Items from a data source
== Segment start ==
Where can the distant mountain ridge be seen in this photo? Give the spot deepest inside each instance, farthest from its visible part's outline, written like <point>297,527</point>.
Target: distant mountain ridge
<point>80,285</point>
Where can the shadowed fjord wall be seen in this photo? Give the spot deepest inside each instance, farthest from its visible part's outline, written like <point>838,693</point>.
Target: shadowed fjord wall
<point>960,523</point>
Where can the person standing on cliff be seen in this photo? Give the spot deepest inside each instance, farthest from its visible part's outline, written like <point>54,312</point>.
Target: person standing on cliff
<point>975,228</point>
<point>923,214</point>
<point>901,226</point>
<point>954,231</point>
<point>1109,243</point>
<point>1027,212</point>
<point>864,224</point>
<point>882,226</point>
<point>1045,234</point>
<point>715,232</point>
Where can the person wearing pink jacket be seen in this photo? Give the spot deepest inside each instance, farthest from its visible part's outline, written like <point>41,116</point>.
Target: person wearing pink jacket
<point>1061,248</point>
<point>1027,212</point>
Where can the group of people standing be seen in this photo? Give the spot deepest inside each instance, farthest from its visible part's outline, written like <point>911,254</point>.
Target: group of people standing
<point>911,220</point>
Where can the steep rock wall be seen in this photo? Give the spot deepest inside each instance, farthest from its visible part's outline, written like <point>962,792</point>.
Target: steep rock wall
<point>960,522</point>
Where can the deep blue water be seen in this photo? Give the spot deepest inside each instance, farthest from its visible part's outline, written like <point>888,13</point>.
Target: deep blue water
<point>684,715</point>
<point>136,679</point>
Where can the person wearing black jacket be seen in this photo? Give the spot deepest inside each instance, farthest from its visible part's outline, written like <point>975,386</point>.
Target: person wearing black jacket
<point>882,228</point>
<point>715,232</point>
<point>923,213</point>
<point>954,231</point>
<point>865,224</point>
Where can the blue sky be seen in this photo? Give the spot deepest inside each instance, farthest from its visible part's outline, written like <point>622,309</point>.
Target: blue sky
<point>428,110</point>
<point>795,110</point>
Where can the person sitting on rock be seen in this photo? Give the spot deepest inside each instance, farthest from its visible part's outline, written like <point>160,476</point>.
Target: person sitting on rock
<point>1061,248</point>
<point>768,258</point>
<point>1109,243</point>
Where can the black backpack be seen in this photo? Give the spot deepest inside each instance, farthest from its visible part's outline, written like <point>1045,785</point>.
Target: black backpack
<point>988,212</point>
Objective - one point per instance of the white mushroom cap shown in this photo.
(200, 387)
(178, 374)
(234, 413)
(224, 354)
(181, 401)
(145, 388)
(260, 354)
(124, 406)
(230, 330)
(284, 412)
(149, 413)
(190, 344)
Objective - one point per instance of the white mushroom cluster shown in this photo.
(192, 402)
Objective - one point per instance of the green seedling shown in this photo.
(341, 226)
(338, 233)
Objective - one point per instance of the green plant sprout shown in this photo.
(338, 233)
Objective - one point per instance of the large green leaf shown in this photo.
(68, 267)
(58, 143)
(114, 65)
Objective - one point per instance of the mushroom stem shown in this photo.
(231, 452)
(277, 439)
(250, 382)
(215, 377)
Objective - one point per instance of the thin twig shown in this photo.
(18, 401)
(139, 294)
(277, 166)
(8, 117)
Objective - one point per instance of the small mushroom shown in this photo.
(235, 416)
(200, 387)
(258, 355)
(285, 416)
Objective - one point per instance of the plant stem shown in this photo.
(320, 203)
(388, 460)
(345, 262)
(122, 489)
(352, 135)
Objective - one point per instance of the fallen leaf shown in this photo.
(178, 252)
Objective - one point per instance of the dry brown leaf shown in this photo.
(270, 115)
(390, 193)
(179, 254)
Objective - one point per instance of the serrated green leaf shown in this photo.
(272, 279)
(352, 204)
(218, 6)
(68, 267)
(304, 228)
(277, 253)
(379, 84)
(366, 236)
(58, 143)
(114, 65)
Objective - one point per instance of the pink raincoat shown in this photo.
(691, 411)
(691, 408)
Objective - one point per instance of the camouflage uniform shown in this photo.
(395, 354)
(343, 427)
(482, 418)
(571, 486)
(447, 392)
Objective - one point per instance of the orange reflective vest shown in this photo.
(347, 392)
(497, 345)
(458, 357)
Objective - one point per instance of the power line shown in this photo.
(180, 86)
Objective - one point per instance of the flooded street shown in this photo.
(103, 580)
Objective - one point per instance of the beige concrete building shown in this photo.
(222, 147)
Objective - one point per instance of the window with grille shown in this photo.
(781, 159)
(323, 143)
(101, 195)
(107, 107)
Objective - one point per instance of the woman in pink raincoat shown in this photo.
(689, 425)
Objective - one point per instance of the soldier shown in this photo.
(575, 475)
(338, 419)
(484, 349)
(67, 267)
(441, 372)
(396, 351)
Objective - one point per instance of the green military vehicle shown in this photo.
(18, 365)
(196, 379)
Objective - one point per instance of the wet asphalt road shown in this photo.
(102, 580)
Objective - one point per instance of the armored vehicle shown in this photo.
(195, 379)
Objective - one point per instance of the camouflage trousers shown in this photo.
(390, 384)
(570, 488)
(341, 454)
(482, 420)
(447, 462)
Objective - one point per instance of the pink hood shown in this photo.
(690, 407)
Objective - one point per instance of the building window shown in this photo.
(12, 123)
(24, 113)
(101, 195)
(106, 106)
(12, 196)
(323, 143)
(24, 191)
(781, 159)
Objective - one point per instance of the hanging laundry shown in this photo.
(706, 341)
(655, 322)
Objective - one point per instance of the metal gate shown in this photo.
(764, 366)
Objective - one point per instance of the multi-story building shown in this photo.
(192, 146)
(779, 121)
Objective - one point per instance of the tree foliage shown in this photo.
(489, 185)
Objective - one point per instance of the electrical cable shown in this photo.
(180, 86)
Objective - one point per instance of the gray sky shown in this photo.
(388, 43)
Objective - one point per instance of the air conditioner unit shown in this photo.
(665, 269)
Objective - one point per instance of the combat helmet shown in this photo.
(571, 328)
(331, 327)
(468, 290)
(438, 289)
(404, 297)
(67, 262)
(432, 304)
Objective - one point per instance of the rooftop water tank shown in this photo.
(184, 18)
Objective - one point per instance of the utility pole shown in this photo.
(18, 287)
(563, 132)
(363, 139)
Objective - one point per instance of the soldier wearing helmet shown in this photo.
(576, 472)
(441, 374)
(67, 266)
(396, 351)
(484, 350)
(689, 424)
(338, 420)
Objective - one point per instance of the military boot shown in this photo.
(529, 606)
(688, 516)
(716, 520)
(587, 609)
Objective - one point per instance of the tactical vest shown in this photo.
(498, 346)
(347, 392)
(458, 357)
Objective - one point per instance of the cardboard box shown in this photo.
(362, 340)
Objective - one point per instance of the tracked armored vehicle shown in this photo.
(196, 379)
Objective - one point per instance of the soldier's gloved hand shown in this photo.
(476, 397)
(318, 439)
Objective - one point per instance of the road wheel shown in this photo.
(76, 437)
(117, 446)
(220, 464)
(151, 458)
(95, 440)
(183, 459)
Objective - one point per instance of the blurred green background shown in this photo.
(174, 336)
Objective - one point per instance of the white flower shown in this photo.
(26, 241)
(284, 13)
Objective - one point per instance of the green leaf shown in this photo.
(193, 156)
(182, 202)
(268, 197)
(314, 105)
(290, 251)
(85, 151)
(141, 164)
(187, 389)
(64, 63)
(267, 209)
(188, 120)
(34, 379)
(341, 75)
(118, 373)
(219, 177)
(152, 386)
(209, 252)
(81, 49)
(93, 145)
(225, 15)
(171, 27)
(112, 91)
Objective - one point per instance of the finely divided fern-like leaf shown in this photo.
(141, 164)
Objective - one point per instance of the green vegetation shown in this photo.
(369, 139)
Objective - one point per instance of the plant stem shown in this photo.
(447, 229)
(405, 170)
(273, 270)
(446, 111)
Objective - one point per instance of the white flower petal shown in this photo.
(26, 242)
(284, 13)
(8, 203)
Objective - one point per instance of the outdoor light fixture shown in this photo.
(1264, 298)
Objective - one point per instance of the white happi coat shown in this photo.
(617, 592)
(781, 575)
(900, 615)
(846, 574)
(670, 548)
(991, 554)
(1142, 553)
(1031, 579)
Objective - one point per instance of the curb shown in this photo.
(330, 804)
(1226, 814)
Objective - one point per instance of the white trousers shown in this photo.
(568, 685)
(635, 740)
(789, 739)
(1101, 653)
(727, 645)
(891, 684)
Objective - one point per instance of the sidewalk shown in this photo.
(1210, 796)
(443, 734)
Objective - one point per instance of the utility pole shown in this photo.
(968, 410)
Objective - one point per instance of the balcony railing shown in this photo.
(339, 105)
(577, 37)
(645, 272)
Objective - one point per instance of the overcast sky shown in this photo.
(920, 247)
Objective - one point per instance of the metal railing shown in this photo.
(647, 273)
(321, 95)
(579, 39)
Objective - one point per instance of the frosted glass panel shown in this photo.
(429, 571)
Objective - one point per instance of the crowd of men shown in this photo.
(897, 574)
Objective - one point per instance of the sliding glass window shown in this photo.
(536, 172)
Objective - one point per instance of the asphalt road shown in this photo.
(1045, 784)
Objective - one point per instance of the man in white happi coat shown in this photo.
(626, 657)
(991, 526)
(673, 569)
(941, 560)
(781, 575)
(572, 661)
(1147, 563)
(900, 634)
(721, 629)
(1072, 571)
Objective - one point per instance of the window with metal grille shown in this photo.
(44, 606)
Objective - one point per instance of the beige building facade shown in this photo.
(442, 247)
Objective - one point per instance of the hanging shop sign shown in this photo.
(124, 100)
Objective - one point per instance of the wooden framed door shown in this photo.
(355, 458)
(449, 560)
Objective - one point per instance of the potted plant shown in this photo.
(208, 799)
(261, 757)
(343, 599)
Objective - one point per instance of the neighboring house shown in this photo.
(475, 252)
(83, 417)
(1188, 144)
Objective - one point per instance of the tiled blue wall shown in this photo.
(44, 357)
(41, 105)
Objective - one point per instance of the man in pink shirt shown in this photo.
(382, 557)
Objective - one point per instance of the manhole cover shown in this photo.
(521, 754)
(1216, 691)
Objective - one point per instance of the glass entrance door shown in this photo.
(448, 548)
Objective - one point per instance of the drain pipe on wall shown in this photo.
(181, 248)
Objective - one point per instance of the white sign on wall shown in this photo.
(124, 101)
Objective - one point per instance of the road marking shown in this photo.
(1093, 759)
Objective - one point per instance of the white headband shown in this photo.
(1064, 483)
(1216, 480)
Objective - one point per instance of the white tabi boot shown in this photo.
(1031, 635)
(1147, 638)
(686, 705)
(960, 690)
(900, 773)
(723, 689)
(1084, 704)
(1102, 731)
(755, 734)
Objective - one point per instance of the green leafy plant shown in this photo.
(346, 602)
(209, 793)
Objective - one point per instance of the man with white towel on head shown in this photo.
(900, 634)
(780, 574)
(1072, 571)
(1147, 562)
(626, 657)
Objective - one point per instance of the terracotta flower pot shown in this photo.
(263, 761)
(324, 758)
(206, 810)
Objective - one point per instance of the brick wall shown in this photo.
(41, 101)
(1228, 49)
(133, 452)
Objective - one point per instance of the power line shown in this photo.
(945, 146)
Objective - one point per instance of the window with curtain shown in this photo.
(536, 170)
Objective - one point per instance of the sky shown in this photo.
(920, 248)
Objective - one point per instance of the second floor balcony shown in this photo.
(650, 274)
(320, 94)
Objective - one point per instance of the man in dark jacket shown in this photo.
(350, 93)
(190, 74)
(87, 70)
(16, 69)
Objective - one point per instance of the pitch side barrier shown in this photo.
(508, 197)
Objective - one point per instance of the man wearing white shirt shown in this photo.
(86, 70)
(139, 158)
== Segment end ==
Task:
Verbatim output is expected for the lines from the start of the data to the line in which "Where can the group" appears, both included.

Solution to the exercise:
Where can the distant mountain ridge be seen in this photo? Give the spot deepest inside each instance, farthest from its visible part's outline, written like <point>297,527</point>.
Target: distant mountain ridge
<point>80,285</point>
Where can the shadowed fjord wall be seen in this photo? Give the spot deepest inside each instance, farthest from its visible part's outline, written like <point>838,693</point>.
Target: shadowed fjord wall
<point>960,523</point>
Where can the person standing on cliff be seen in this photo? Give the spot deepest inside each instance, farthest from its visible part's outline, written like <point>54,312</point>.
Target: person standing on cliff
<point>975,228</point>
<point>923,214</point>
<point>901,226</point>
<point>954,231</point>
<point>1109,243</point>
<point>1027,212</point>
<point>864,224</point>
<point>882,226</point>
<point>1045,234</point>
<point>715,232</point>
Where can the person wearing pink jacket be seen in this photo? Give the spot deepest inside each instance, farthest from its visible part's outline, written like <point>41,116</point>.
Target: person wearing pink jacket
<point>1061,248</point>
<point>1027,212</point>
Where can the group of people standing be seen in this photo? Give the spot deepest inside each instance, farthest from its visible part's outline, written like <point>911,254</point>.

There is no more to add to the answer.